● **Task instructions**
Can you rewrite the lines from the start through the line containing "[[373, 341], [299, 369]]", substituting "Instruction" for every "Guideline" and leaving everything else unchanged?

-- BEGIN --

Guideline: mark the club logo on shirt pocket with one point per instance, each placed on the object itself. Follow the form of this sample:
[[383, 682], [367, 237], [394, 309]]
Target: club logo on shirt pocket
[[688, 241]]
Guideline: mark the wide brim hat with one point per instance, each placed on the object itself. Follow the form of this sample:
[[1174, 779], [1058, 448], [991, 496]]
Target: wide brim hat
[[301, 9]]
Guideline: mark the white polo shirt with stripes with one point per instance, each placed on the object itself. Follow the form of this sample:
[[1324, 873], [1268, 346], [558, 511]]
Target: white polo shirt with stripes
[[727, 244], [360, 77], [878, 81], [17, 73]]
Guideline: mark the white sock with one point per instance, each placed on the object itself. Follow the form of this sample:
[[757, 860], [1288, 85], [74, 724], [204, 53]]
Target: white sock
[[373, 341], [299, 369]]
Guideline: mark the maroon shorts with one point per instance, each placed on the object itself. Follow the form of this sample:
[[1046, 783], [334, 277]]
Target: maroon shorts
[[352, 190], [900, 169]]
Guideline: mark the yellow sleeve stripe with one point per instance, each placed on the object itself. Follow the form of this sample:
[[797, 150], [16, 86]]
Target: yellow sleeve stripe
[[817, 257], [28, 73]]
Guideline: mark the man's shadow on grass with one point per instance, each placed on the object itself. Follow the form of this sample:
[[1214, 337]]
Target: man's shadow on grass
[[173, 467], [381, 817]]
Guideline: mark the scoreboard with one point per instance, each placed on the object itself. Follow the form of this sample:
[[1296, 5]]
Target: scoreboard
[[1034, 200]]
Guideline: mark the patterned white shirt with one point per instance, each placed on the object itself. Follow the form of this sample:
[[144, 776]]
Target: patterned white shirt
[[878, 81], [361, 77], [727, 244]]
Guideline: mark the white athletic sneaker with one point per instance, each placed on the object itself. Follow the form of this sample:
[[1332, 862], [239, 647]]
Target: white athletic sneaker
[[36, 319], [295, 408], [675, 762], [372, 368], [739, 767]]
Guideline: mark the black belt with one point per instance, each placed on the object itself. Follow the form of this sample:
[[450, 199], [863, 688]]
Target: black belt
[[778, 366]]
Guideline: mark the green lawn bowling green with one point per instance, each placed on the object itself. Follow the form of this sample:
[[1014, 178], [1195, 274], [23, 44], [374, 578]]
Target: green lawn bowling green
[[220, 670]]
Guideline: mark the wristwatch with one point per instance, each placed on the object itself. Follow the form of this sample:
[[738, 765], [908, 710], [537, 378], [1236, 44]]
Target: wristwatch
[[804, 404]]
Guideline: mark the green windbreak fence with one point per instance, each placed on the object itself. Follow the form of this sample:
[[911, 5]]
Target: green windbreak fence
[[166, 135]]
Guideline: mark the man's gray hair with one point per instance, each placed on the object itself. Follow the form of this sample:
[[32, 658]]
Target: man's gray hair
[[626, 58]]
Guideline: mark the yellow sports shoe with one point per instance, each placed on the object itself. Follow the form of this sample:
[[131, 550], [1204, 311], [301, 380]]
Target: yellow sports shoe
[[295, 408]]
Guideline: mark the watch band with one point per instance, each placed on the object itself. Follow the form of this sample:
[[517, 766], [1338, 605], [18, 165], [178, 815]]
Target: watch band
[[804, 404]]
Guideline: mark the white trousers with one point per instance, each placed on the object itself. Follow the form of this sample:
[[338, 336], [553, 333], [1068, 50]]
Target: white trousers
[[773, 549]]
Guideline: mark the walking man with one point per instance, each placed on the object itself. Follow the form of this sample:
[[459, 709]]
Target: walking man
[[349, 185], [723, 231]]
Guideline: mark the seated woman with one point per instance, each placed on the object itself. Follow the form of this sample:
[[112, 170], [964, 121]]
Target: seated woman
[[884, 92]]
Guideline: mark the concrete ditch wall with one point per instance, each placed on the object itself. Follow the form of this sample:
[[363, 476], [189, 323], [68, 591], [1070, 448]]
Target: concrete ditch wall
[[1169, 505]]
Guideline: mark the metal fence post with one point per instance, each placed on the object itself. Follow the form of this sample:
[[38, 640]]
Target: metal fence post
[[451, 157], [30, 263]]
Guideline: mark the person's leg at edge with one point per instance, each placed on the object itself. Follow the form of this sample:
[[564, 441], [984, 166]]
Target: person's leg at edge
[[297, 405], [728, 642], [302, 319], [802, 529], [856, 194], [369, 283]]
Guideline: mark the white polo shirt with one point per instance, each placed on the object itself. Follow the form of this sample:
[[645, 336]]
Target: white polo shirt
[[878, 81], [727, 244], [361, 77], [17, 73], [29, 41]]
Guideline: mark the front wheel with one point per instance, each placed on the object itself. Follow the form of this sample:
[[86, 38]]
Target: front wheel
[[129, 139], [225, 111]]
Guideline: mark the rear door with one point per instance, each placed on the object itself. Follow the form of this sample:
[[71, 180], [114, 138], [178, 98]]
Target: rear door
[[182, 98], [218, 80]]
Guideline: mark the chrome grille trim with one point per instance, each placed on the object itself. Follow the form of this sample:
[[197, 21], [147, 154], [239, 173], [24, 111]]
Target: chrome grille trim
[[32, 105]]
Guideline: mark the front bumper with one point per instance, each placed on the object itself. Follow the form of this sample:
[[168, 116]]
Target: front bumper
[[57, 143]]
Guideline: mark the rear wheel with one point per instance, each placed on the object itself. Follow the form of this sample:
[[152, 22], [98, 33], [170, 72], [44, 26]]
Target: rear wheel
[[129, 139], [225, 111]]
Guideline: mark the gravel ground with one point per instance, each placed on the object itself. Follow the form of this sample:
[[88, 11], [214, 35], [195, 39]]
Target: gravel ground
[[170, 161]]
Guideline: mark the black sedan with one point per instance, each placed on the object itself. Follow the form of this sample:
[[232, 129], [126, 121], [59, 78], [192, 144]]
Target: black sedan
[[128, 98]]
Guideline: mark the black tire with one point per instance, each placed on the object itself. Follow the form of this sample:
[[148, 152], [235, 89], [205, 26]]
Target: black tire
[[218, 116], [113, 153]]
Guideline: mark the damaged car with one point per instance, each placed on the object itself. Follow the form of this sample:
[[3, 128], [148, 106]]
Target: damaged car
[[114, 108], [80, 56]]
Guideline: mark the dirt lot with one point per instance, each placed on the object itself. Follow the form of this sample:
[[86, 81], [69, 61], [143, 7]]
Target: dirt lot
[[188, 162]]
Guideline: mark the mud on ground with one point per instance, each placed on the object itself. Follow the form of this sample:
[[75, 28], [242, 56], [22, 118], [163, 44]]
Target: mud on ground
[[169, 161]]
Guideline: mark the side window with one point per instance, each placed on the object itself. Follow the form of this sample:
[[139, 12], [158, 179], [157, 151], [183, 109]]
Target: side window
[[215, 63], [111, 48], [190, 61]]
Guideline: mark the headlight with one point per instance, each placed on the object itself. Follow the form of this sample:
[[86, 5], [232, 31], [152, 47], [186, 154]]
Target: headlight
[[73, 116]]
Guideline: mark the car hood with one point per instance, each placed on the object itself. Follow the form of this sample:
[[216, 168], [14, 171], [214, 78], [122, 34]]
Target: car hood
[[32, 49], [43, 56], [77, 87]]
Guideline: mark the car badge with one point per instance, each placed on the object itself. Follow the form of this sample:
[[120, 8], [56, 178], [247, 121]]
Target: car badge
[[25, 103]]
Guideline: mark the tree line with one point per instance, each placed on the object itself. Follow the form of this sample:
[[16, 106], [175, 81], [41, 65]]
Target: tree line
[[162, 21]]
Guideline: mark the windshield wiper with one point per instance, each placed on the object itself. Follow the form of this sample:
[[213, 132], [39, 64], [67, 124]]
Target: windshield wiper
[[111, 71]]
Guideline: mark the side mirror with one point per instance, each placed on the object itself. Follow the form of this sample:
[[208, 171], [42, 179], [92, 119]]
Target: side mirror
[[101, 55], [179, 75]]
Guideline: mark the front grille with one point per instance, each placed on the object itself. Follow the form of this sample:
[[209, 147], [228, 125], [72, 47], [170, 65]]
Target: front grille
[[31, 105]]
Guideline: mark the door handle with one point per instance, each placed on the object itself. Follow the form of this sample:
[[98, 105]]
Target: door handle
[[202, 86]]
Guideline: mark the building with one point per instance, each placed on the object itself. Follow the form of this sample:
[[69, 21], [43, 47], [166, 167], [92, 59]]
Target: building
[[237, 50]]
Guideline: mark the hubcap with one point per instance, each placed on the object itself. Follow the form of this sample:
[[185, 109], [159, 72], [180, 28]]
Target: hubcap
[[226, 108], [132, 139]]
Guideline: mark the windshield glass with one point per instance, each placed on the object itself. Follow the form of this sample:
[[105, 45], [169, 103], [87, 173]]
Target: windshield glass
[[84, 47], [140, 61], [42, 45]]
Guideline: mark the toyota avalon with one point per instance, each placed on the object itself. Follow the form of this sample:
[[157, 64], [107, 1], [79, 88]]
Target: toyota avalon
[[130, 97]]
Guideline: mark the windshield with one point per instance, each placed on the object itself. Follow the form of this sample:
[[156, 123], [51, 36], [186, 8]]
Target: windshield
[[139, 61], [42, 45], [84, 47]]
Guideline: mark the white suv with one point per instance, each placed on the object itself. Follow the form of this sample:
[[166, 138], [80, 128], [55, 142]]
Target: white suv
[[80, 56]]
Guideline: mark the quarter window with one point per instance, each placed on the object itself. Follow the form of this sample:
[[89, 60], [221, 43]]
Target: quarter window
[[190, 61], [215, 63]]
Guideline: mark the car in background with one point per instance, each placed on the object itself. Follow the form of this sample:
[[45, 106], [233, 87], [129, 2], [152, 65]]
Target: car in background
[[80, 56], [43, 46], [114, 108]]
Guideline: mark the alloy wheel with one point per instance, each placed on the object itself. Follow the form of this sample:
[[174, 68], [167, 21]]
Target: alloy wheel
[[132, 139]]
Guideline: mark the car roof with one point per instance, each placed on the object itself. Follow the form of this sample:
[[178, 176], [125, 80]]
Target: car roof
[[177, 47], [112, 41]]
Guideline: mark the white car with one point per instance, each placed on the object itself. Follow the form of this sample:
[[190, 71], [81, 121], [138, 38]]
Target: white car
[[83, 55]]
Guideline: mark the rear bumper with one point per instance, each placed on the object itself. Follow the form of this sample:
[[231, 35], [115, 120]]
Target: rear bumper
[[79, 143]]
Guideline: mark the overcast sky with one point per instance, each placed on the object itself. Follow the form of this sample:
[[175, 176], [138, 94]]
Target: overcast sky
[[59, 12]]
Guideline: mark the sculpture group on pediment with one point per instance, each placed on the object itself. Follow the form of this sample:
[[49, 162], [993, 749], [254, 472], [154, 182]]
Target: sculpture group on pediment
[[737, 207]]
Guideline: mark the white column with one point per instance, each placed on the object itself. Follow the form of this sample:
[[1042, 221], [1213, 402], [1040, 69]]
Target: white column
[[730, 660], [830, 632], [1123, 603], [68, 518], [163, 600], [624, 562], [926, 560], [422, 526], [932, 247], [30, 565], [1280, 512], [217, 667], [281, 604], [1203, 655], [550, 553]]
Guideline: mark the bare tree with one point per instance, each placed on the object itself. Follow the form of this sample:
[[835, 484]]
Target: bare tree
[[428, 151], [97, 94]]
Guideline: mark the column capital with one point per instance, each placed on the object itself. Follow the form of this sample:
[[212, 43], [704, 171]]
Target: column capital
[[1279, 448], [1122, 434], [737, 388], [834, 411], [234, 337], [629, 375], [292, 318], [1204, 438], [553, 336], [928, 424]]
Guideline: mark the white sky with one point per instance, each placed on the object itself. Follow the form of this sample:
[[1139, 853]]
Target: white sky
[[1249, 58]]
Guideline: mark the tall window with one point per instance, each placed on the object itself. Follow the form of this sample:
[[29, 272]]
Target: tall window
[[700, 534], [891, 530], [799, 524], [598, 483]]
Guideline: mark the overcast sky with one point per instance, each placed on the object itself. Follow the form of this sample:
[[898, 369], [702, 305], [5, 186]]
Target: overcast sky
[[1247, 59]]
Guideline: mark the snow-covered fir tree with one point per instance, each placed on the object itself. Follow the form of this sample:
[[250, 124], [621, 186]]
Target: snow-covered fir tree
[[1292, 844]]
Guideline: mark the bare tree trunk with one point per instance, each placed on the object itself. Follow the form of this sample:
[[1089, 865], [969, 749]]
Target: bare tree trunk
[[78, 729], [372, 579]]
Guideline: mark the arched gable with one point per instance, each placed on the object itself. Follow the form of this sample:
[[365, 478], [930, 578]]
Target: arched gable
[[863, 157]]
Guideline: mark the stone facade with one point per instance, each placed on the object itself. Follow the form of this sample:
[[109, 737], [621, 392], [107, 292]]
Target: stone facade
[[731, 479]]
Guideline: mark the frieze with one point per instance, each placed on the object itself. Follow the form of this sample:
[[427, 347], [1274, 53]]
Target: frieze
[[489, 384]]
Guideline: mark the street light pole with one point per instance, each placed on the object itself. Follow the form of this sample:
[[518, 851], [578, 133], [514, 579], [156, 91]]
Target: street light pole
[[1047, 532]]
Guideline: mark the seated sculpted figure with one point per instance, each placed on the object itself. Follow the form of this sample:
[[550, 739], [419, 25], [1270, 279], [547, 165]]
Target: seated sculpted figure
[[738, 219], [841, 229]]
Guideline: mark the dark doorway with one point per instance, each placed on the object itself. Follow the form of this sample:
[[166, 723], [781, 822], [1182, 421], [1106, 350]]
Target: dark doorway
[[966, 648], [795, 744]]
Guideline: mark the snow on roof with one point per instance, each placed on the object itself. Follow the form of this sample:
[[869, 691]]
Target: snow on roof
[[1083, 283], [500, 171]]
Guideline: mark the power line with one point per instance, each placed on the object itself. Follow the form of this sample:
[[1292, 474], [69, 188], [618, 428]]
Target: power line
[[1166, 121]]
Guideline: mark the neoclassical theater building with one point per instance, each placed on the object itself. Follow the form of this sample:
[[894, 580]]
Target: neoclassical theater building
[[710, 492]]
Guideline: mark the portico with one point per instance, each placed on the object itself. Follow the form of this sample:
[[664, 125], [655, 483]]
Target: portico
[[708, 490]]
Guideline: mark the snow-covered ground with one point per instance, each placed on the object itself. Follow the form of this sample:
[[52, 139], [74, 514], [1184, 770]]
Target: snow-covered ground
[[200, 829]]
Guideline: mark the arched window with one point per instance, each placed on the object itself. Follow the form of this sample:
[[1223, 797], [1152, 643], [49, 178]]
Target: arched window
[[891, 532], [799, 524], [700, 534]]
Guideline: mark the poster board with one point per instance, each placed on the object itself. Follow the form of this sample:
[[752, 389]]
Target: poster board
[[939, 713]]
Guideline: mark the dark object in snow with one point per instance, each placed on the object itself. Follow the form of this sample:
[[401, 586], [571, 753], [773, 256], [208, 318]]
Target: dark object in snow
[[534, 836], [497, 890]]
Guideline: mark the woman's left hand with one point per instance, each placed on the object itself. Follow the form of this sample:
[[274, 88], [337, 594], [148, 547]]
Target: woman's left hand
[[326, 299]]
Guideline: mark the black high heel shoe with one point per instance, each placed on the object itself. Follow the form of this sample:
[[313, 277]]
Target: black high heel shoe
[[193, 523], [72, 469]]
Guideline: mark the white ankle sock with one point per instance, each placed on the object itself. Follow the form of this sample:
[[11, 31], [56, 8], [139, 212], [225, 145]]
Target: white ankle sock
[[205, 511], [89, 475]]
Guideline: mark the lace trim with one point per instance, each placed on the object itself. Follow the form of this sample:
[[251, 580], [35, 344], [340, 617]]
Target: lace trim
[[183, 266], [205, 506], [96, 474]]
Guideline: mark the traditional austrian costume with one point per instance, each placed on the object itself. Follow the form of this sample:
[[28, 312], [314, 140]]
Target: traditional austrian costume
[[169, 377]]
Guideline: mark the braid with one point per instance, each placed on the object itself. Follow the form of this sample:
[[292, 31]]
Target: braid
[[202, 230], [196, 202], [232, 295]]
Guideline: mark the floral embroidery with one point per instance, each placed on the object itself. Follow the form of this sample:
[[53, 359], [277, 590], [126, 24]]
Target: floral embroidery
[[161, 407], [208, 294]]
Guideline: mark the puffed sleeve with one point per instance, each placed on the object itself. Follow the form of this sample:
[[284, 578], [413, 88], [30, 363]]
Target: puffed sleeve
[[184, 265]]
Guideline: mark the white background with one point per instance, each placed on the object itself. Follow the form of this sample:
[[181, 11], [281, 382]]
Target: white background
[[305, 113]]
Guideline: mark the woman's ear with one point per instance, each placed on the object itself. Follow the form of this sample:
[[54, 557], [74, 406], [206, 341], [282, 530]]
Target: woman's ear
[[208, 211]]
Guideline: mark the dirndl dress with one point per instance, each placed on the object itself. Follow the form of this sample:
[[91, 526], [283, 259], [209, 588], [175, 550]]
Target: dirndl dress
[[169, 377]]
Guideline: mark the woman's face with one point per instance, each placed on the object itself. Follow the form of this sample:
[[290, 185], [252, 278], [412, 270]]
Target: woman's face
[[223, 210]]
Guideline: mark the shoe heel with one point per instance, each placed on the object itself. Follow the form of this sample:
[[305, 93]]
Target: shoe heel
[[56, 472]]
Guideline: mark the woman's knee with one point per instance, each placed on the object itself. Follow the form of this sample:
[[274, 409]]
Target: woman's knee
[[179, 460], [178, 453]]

-- END --

● **Reply to the exercise**
Instruction: mark the club logo on shirt pocket with one point per instance, each placed on the object itself. Follow the form of this sample:
[[383, 682], [367, 237], [394, 309]]
Target: club logo on shirt pocket
[[688, 241]]
Instruction: mark the wide brim hat with one point per instance, each placed on the object itself. Follow the form of this sample:
[[1174, 779], [1058, 448], [991, 496]]
Target: wide brim hat
[[301, 9]]
Instruction: mark the white polo shirt with stripes with one point per instance, each placed on the object itself. Follow the form of this sample:
[[1324, 873], [1268, 346], [558, 511]]
Target: white polo shirt with stripes
[[727, 244], [360, 77], [878, 81], [17, 73]]
Instruction: mark the white sock with one point per instance, each placed on the object itself. Follow the form of this sample:
[[757, 860], [1288, 85], [74, 724], [204, 53]]
Target: white sock
[[373, 341], [299, 369]]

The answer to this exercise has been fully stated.